Performance analysis

preCICE comes with an internal performance analysis framework

Introduction

preCICE uses an internal profiling framework to measure code sections inside and between API calls of the library. Existing external frameworks cannot cope with the complexity of the multi-executable setup of preCICE. To understand the performance of a coupled run, it is necessary to look at the interplay of all coupled participants.

These named code sections are called events and each event generates records during runtime. Each rank of each participant gathers local records and writes them to a JSON file. To store these JSON files, preCICE creates a directory called precice-profiling in the current working directory of each participant. All these files of all participants then need to be post-processed and merged to a single file using the merge command of the precice-profiling python script. You can then use other commands of the precice-profiling script to analyze and export the profiling data. The script is installed in the binary directory and can also be found in the source repo in the folder tooling/profiling/.

Fundamental Events

Some events are useful for everyone, while others are only useful for developers. To keep this feature as useful as possible, we pre-selected a set of events that we deem fundamental. These include the main preCICE API functions and the time spent between these calls inside the solvers. Fundamental events should give you an insight in the overhead of preCICE as well as load imbalance between ranks etc.

Fundamental events are:

_GLOBAL time spent from the initialization of the events framework to the finalization. Starts in the construction of the participant and ends in finalize or the destructor.
construction time spent in construction of the Participant, including configuration and setting up the intra-communication of each participant.
solver.initialize time spent in the solver until initialize() is called. This normally includes setting meshes, defining initial data and preparing the solver.

▶ Complete the following
**a.** Answer these from the preCICE performance analysis page above:
(i) What directory does preCICE create to store each rank's JSON files?
(ii) In which folder of the source repo can the precice-profiling script be found?
(iii) Where does the _GLOBAL event end?
**b.** Pick up the preCICE performance analysis page after its last line and keep writing it.

▶ Dataset content
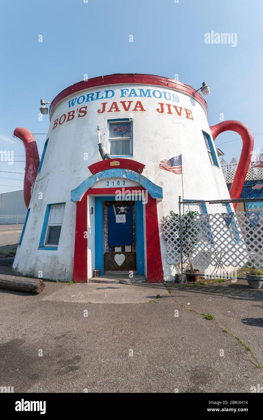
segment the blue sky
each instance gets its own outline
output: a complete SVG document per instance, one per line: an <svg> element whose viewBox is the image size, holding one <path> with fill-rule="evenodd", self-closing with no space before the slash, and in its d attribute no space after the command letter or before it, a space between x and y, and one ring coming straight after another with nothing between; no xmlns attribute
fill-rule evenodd
<svg viewBox="0 0 263 420"><path fill-rule="evenodd" d="M51 102L84 74L178 74L196 89L205 81L210 125L223 113L263 132L260 0L2 0L0 8L0 150L13 150L17 161L0 162L0 193L23 187L23 173L14 173L24 172L24 150L13 130L47 133L40 98ZM237 46L205 43L211 31L236 33ZM35 137L41 154L46 136ZM239 137L216 141L227 162L240 156L242 140L230 141ZM262 148L263 134L255 140Z"/></svg>

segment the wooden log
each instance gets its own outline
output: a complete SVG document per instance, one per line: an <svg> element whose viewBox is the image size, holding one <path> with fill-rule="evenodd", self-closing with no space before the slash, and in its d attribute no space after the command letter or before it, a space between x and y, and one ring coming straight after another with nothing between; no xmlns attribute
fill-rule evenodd
<svg viewBox="0 0 263 420"><path fill-rule="evenodd" d="M16 276L0 275L0 288L21 290L32 293L40 293L45 286L45 284L39 278L29 278L18 277Z"/></svg>

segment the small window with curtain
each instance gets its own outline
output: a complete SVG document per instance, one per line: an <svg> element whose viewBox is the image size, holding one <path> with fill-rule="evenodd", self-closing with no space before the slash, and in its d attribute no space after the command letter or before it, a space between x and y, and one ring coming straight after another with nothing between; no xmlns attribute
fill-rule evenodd
<svg viewBox="0 0 263 420"><path fill-rule="evenodd" d="M132 121L108 122L109 153L112 156L132 155Z"/></svg>
<svg viewBox="0 0 263 420"><path fill-rule="evenodd" d="M44 247L57 247L58 245L64 210L64 204L51 206Z"/></svg>
<svg viewBox="0 0 263 420"><path fill-rule="evenodd" d="M219 165L217 160L216 154L215 151L215 148L212 141L211 139L211 137L207 133L205 133L205 131L203 131L203 133L205 140L205 147L207 152L208 154L210 163L211 165L215 165L215 166L219 168Z"/></svg>

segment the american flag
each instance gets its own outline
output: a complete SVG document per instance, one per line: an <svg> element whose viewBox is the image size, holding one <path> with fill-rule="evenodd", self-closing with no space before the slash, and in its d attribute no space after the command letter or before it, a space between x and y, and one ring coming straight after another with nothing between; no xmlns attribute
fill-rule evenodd
<svg viewBox="0 0 263 420"><path fill-rule="evenodd" d="M259 159L257 157L256 163L253 165L253 168L263 168L263 149L259 152Z"/></svg>
<svg viewBox="0 0 263 420"><path fill-rule="evenodd" d="M252 189L261 189L263 187L263 184L256 184L254 186L252 187Z"/></svg>
<svg viewBox="0 0 263 420"><path fill-rule="evenodd" d="M182 173L182 157L181 155L171 158L168 160L163 159L160 163L159 167L161 169L169 171L174 173Z"/></svg>

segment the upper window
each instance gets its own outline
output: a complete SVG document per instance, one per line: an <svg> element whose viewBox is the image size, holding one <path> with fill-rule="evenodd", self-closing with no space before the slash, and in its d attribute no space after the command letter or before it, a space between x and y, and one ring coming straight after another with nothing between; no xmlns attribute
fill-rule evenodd
<svg viewBox="0 0 263 420"><path fill-rule="evenodd" d="M58 245L64 210L64 204L51 206L44 247L57 247Z"/></svg>
<svg viewBox="0 0 263 420"><path fill-rule="evenodd" d="M209 160L210 160L211 164L214 165L219 168L219 165L216 157L216 154L215 151L215 148L211 139L211 137L209 134L207 134L207 133L205 133L205 131L203 131L203 133L204 139L205 139L205 147L206 147L206 150L208 154Z"/></svg>
<svg viewBox="0 0 263 420"><path fill-rule="evenodd" d="M130 120L108 121L108 140L110 156L132 155L132 121Z"/></svg>

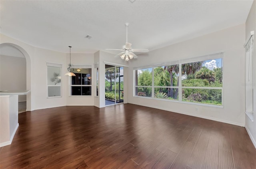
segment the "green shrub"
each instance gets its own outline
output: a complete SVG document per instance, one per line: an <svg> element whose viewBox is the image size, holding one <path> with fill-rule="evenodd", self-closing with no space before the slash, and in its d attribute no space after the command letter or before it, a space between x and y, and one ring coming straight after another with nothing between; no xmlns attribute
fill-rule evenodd
<svg viewBox="0 0 256 169"><path fill-rule="evenodd" d="M158 99L167 99L168 97L167 94L164 92L158 92L155 94L155 98Z"/></svg>

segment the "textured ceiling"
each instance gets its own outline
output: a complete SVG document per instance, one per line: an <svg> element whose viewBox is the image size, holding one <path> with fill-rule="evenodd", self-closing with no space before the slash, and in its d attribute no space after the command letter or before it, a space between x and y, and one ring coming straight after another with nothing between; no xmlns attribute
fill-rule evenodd
<svg viewBox="0 0 256 169"><path fill-rule="evenodd" d="M38 48L94 53L121 48L126 22L132 48L150 51L244 23L253 0L0 2L2 34Z"/></svg>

▶ Results of the exercise
**a.**
(i) A directory called precice-profiling, created in the current working directory of each participant.
(ii) tooling/profiling/
(iii) In finalize or the destructor.

**b.**
initialize() time spent in preCICE initialize(). This includes establishing communication between participants, mesh and data transfer, as well as mapping computation.
solver.advance time spent in the solver between advance() calls, including the time between initialize() and the first advance() call.
advance() time spent in preCICE advance(). This includes data mapping, data transfer, acceleration.

User-defined events

Upcoming version: This feature is new in preCICE version 3.2.0.

You can measure your own code sections in your adapter code, which are then directly integrated into the profiling output of preCICE. These events are always considered to be fundamental and are thus recorded by default.

As an example, let’s take the code from our couple your code guide. Here we want to profile the time taken to solve the timestep in the coupling loop.

 precice.readData("FluidMesh", "Displacements", vertexIDs, dt, displacements);
 setDisplacements(displacements);
+precice.startProfilingSection("solveTimeStep");
 solveTimeStep(dt);
+precice.stopLastProfingSection();
 computeForces(forces);
 precice.writeData("FluidMesh", "Forces", vertexIDs, forces);

The profiling output now contains the event solveTimeStep which is nested under solver.advance.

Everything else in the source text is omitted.